>> Start SELECTED EXTRACT

Did you know I played on one Super Bowl team and another that played in the conference championship? Yep — the 2008 Prague Lions made it to the prestigious Czech Super Bowl and the 2009 Dallas Diesel contended for the somewhat desirable WFL crown, and I suited up for both.
Now, if I launched into full Brian Williams mode I might add a few exploits to lend color to the story. The unexpected achievement, the critical moment in which one strove with his last ounce of courage, perhaps falling short — these are tales reserved for unreachable stars. So I perhaps could offer up that time I hit a wideout on a 40 yard post, with no defenders between him and the goal line. On the other hand, I took it myself from 5 yards out, spun to beat a linebacker but was felled a foot short of touchdown glory.
No matter that, in the first case, I undercut my receiver by a good 5 yards. The ball careened off a very surprised safety’s shoulder pad into the arms of my target. And this took place during practice. In the second instance, it was a three-on-three drill, also in practice.

>> End SELECTED EXTRACT
>> Start DATA TO USE

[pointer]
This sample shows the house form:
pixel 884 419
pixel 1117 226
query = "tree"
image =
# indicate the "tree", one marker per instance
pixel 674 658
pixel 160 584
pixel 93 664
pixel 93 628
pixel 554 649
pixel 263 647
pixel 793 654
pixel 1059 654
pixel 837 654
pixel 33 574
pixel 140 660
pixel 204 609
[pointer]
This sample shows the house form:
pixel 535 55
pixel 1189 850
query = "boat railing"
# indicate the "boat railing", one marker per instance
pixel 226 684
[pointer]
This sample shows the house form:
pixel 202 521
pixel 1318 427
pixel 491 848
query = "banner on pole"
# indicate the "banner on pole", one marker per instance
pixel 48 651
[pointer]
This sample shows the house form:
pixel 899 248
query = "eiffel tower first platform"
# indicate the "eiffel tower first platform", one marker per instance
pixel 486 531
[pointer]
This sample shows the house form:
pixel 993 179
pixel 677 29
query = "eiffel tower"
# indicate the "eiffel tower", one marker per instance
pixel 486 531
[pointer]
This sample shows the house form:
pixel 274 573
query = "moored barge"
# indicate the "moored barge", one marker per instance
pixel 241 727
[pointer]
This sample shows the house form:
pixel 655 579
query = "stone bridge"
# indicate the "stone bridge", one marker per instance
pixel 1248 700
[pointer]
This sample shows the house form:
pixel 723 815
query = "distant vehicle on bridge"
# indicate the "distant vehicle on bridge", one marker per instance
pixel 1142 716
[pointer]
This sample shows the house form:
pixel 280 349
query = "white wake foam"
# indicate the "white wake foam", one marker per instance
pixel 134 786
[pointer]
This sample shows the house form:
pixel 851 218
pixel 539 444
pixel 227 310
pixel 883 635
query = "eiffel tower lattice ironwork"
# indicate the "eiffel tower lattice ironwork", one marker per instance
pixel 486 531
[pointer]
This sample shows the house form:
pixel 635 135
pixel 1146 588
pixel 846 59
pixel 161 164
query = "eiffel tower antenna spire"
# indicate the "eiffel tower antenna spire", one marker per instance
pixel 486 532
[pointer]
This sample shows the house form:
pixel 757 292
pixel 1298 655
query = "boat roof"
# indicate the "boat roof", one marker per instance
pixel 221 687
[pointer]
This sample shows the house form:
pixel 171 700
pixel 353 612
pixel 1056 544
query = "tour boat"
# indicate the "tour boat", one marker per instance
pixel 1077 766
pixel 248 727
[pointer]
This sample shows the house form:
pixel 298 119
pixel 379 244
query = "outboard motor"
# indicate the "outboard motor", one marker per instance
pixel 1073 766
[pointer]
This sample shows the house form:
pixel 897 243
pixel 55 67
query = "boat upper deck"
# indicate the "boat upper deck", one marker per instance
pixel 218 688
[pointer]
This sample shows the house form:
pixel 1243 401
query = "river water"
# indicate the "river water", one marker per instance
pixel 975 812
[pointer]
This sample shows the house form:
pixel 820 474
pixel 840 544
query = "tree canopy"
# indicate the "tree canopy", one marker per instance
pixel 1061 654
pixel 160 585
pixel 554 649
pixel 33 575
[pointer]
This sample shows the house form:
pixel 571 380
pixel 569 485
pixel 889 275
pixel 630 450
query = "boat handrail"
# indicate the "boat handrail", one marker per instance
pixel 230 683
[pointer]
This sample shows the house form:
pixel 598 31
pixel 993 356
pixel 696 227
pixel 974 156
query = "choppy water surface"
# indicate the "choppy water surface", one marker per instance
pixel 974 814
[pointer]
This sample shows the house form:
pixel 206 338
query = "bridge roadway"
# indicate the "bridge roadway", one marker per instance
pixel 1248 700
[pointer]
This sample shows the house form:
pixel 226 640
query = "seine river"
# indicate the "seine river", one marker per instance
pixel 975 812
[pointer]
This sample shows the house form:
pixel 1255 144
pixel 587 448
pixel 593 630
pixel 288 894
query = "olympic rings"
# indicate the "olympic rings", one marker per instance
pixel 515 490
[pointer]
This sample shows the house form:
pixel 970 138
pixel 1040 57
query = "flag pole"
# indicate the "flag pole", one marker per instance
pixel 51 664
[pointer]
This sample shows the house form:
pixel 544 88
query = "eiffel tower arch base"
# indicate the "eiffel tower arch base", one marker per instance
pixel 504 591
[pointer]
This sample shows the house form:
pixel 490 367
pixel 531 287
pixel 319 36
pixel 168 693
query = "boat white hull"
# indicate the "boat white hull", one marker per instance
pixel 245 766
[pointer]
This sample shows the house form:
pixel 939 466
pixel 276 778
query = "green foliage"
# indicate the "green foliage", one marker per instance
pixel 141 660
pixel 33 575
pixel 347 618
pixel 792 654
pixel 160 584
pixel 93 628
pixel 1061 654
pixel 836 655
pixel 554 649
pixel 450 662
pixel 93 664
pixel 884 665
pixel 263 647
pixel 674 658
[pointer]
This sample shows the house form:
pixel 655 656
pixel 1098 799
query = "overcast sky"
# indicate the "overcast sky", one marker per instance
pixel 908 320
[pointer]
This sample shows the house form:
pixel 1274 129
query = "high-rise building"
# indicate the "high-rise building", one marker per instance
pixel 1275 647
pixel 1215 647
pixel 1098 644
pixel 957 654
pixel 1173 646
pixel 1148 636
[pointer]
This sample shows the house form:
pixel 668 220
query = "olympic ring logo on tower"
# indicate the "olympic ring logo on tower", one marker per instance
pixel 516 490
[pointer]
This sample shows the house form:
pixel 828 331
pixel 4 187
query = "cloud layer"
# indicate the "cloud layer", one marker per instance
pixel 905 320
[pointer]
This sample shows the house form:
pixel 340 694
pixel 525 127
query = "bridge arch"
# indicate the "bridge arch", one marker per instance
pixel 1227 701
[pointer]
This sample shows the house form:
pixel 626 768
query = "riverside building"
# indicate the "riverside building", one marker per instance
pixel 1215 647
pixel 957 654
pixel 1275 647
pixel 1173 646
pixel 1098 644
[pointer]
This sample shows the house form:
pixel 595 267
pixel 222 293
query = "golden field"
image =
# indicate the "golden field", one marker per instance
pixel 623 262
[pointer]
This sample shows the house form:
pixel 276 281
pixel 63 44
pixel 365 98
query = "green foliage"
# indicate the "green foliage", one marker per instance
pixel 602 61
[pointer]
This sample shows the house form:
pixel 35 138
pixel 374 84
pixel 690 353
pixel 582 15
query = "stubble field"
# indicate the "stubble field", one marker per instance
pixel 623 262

>> End DATA TO USE

- **SET TASKS**
- a) Extract every line of the entries that contains the string "white", treating uppercase and lowercase as distinct.
- b) Write what follows in the football passage, picking up after its final sentence.
The football passage and the entries come from separate, unrelated sources.

- **ANSWERS FOR THIS EXERCISE**
- a)
query = "white wake foam"
# indicate the "white wake foam", one marker per instance
query = "boat white hull"
# indicate the "boat white hull", one marker per instance

- b)
Oh, and my spot on the roster in Prague and Dallas depended upon the fact that I intended to write about the experience — a series for The Prague Post and a feature piece for The Dallas Observer.
The reality hardly makes for edge-of-the-seat stuff. Yes, I was a pretend semi-professional football player in second-hand gear. To impress, say, members of the opposite sex with ‘yeah, I was a lame 40-something doing this for a story’ … well, you can just imagine.
The network star initially reported on his helicopter incident accurately. The next time he spoke about it, he again told the story of aircraft in the preceding flight being hit. Before long, however, the details blurred. Williams inserted himself into the stricken chopper.
Most of us have embellished memories at one time or another. The overwhelming majority of us limit this gift of gab to adding illustrious detail to rather meaningless pieces of life or harmlessly dressing up dismissal from a former job until it sounds like a conscious decision for all the right reasons.
Some people push this natural impulse too far. They don military fatigues and pose as “heroes” of Iraq or Afghanistan. They expand on their “credentials” until seated on a televised news show as an “expert” on serious issues like terrorism. Or, like Williams, they assume the harrowing experience of a helicopter crew flying some distance ahead.
Fooling oneself is a sad thing. It’s even more deplorable when one broadcasts the tale.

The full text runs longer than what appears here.